The problem:
Copy out every one of the entries below word for word, leaving the pictures out of your answer.

Records for this exercise:
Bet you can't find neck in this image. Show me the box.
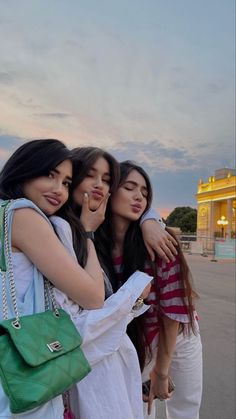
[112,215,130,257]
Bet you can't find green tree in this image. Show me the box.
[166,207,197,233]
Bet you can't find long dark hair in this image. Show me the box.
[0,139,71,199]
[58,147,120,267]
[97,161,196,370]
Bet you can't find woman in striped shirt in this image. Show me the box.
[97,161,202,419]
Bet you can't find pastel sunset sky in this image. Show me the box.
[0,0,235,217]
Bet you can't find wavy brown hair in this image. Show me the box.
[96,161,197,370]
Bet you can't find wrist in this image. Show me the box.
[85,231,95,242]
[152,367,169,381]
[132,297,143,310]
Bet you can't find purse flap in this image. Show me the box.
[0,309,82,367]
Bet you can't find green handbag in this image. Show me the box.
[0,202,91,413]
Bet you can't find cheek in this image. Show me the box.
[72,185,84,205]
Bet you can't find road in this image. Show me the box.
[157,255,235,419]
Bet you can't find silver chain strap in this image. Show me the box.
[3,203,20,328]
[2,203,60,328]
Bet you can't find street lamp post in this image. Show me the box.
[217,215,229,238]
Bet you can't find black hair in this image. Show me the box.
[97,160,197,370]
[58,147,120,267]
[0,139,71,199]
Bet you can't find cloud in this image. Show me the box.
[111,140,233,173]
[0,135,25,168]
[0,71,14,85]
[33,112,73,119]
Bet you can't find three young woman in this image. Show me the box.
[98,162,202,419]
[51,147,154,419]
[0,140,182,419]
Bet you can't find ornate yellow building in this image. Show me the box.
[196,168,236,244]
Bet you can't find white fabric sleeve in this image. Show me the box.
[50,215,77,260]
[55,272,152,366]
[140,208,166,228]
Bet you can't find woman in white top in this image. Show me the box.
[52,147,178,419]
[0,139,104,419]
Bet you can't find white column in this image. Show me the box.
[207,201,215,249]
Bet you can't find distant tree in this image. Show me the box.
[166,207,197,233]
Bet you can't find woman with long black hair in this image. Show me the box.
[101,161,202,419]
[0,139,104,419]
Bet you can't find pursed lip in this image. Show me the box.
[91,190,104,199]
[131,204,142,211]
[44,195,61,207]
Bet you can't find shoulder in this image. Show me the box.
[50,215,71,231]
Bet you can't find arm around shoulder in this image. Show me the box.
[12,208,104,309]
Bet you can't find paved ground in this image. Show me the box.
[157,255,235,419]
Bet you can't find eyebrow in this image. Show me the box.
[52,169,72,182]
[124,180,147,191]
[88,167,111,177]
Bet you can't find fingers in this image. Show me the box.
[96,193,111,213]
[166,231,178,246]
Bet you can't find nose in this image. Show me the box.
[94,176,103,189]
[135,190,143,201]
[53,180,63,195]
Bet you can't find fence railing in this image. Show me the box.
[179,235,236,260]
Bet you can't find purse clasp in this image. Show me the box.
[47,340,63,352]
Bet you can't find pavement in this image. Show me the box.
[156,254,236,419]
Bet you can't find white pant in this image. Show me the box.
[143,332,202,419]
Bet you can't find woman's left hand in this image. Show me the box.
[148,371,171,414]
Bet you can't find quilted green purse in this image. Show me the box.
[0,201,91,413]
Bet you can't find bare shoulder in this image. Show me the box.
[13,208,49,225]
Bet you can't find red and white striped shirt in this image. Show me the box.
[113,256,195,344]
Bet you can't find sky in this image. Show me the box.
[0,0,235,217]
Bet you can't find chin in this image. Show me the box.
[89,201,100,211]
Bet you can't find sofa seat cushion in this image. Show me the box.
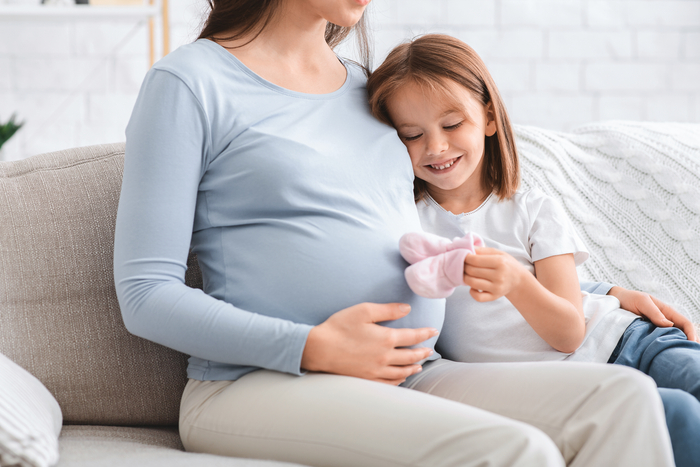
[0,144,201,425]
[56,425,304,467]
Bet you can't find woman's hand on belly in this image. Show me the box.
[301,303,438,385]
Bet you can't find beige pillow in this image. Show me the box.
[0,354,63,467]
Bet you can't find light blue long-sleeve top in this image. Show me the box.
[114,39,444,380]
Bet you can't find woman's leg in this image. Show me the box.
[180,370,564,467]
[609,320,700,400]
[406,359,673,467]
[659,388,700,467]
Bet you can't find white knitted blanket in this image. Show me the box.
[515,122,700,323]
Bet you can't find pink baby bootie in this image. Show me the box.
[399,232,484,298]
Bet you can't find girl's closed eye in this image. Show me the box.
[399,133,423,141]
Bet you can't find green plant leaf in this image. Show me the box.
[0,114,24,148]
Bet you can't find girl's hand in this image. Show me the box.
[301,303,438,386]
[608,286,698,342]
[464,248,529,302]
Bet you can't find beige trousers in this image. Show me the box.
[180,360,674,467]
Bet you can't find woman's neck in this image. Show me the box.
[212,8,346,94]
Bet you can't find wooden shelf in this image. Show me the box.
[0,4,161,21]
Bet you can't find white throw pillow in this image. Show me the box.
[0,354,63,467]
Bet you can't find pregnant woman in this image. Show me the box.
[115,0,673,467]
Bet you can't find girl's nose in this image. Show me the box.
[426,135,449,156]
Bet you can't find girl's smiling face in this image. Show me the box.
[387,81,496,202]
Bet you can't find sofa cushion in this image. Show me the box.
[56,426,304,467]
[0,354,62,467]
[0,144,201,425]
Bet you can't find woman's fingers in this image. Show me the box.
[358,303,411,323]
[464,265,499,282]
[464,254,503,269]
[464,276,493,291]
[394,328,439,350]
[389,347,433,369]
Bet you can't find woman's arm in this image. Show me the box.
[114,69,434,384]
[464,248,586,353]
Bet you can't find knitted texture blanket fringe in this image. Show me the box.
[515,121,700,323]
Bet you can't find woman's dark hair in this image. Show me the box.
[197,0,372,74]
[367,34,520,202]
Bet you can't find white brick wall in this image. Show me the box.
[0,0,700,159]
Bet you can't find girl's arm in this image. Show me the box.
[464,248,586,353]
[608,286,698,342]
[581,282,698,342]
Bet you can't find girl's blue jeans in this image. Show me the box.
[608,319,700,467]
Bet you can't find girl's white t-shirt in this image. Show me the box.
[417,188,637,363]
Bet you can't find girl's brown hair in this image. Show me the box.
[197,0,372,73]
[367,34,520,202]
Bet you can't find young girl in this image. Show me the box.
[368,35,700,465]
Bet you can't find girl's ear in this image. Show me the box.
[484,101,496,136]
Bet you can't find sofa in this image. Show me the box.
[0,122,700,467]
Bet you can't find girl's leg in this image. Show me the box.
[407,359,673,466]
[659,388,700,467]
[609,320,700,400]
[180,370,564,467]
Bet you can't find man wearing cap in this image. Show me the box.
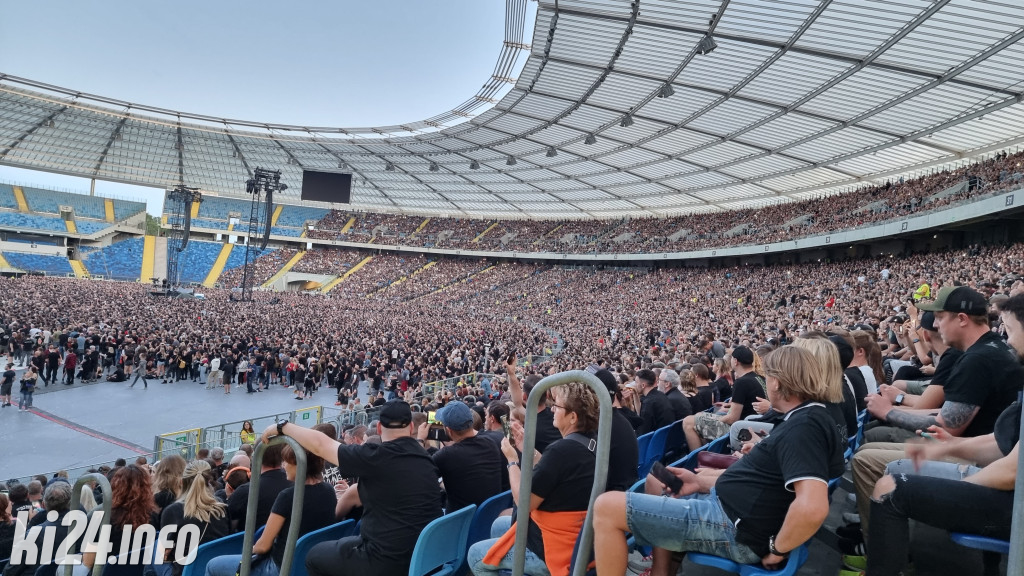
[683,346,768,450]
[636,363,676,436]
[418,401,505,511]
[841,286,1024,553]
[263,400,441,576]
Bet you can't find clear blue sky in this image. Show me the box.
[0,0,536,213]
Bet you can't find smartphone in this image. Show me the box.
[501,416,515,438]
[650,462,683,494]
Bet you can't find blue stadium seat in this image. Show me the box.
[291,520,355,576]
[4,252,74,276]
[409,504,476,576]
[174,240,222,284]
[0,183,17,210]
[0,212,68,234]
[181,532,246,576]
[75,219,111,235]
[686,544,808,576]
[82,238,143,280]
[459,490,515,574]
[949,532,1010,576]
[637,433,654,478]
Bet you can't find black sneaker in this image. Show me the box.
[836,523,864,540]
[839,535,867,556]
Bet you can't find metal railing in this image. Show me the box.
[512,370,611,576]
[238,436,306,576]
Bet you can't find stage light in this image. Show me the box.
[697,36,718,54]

Completed task:
Bet you can't find neck in this image. Show me the box.
[112,215,130,257]
Bet you can't find green tree in this image. Show me the box.
[166,207,197,233]
Bet you can't find long dark hair in this image. Show me the box.
[0,139,71,199]
[58,147,120,267]
[97,161,196,370]
Bet you can't find woman in striped shirt in this image. Show me the box.
[97,161,202,419]
Bet you can't find pastel sunset sky in this image. Show me the box.
[0,0,235,217]
Bet you can't find wavy brown hair in this image. Show me the box.
[96,161,197,370]
Bet you can't find wrist in this image. Show me the box.
[85,231,95,242]
[152,367,169,381]
[132,297,143,310]
Bet you can't find purse flap in this image. Show me the box.
[0,309,82,367]
Bet you can't find green handbag in this image. Show me the box.
[0,202,91,413]
Bet you can't find cheek in this image. Show me the box.
[72,185,84,205]
Bet you can't find road in this image. Show me the box.
[157,255,235,419]
Bet you can't find silver chain strap in this image. Show me the box.
[3,203,20,328]
[2,203,60,328]
Bet you can't find street lamp post in this image. Show me the box.
[217,215,229,238]
Bet you can't find black hair in this image. Show me the box.
[97,160,197,370]
[58,147,120,267]
[0,139,71,199]
Bet you can't find cloud in this image. Show me the box.
[111,140,233,173]
[0,135,25,168]
[0,71,14,85]
[33,112,73,119]
Bet you can't find three young woman in this image. Show me the box.
[98,162,202,419]
[51,147,154,419]
[0,140,182,419]
Bet you can't find ornate yellow building in this image. Show me the box.
[196,168,236,244]
Bet you can't find white fabric sleeve in this image. Show me the box.
[50,215,77,260]
[55,272,152,366]
[140,208,166,228]
Bet you can't find woman in white top in this image. Show me the box.
[52,147,178,419]
[0,139,104,419]
Bet you can't find white column in this image. Show me the box.
[207,201,215,249]
Bet you can't find distant tree in this image. Show me the box.
[166,207,197,233]
Bet you can't find woman with long black hair in this image. Show me the box.
[101,161,202,419]
[0,139,104,419]
Bet you can't find pursed lip in this image. Show me the box.
[91,190,104,199]
[131,204,142,211]
[44,195,61,207]
Bet you can't find shoulder in this image. Show me the box.
[50,215,71,231]
Bet you can't find arm around shoulder in this image. Show me the box.
[12,208,104,309]
Bet you can't find paved ground in this image. Show me the box.
[157,255,235,419]
Bet you can't find eyebrow in this image. Show me the box.
[52,169,72,182]
[124,180,147,191]
[88,167,111,177]
Bet you can't find fingers in this image. Show me the box.
[96,193,111,213]
[166,231,178,246]
Bet you can't find nose in this image. Show me the box.
[94,176,103,189]
[135,190,143,201]
[53,180,63,195]
Bet you can't find fence railing in this image. Show me the box.
[179,235,236,260]
Bet you can't find purse clasp in this image. Show me the box.
[47,340,63,352]
Bet you can't find pavement in this image. Show me the box.
[156,254,236,419]
Bet you can't find white pant in this image. Show me the box.
[143,332,202,419]
Bet you can't find woman's left hand in this image. Show me the box.
[148,371,171,414]
Bet you can't find quilted green purse in this image. Show me the box.
[0,201,91,413]
Bet you can't find bare shoulder in this image. Show me the box.
[13,208,49,225]
Bet you can't find red and white striped shirt in this image. Show me the box.
[113,256,195,344]
Bet you can't find sky in this image. Show me the box.
[0,0,235,217]
Bet you can't find chin in this image. Show me the box.
[89,201,100,211]
Bet you can't find sofa seat cushion in this image. Show me the box.
[0,144,201,425]
[56,425,304,467]
Bet you can't find woman's hand on belly in this image. Show me the box.
[301,303,438,385]
Bet you can't find beige pillow in this image. Show me the box.
[0,354,63,467]
Bet you can't find light blue long-sleeve top in this image. Show me the box.
[114,39,444,380]
Bet you can't find woman's leg in this image. Show me the box.
[180,370,564,467]
[609,320,700,400]
[406,359,673,467]
[659,388,700,467]
Bet you can't find white knitted blanket in this image. Show me the box.
[515,122,700,323]
Bet you can't find pink baby bootie in this image. Show me the box.
[399,232,484,298]
Bet you can't find girl's closed eye in this image. Show me the box.
[399,133,423,141]
Bet you can't find green plant leaf in this image. Show me the box.
[0,114,24,148]
Bet you can't find girl's hand in this image. Show me the box.
[301,303,438,386]
[608,286,698,342]
[464,248,529,302]
Bet you can't find beige trousers in this image. Show me the box.
[180,360,674,467]
Bet you can't find woman's neck in this image. Show me the box.
[212,8,346,94]
Bet you can't find wooden shelf in this image. Show me the box.
[0,4,161,21]
Bet you can't find white throw pillow in this image. Show me the box.
[0,354,63,467]
Bet you can't find pregnant woman in this image. Show me the box.
[115,0,673,467]
Bet you can't find girl's nose in this image. Show me the box.
[426,135,449,156]
Bet you can't find girl's smiling face in this image. Show me the box.
[387,81,496,202]
Bet you can't find sofa cushion in this image. Show me the box.
[56,426,304,467]
[0,354,62,467]
[0,144,201,425]
Bet you can't find woman's fingers in this image. Show me the box.
[358,303,411,323]
[464,265,499,282]
[464,254,503,269]
[464,276,493,291]
[394,328,439,350]
[389,347,433,369]
Bet you can't find woman's arm in this image. Show me the box.
[114,69,434,384]
[464,248,586,353]
Bet you can't find knitted texture blanket fringe in this image. Show me the box.
[515,121,700,323]
Bet you can't find woman's dark hair in this image. Show me the box.
[197,0,372,74]
[367,34,520,202]
Bet you can't find white brick wall in this image. Show me the box.
[0,0,700,159]
Bet you can't find girl's arm in this image. Show me the box.
[464,248,586,353]
[608,286,698,342]
[581,282,698,342]
Bet you can't find girl's blue jeans in this image. Show me the box.
[608,319,700,467]
Bet you can't find girl's white t-shirt in this image. Show me the box.
[417,188,637,363]
Bet you can't find girl's brown hair in this image. Show me the box.
[197,0,372,73]
[367,34,520,202]
Bet you can't find young girl in this image. Show me the box.
[368,35,700,465]
Bet you can't find girl's ear in this image. Show me the box.
[484,101,496,136]
Bet you can't find sofa in this image. Show me the box.
[0,122,700,467]
Bet you can't find girl's leg in this image. Show me the box.
[407,359,673,466]
[659,388,700,467]
[609,320,700,400]
[180,370,564,467]
Bet you can't find man wearing cap in this image. Show me the box.
[683,346,768,450]
[636,363,676,436]
[418,401,505,511]
[841,286,1024,553]
[263,400,441,576]
Bet you can't find clear blue sky in this image. Show me the box.
[0,0,536,213]
Bet you can't find smartphone in this image. Show me the box.
[501,416,515,438]
[650,462,683,494]
Bet you can't find blue stadium seat in this image. Show me the box.
[291,520,355,576]
[4,252,74,276]
[409,504,476,576]
[174,240,222,284]
[0,183,17,210]
[0,212,68,234]
[181,532,246,576]
[75,219,111,235]
[686,544,808,576]
[82,238,143,280]
[459,490,515,574]
[949,532,1010,576]
[637,433,654,478]
Bet you can't find black sneaker in this image. Show me the box.
[836,523,864,540]
[839,535,867,556]
Bet you can't find metal railing in this image. Show me the box.
[512,370,611,576]
[238,436,306,576]
Bet you can't find stage light in this image. Show me the box.
[697,36,718,54]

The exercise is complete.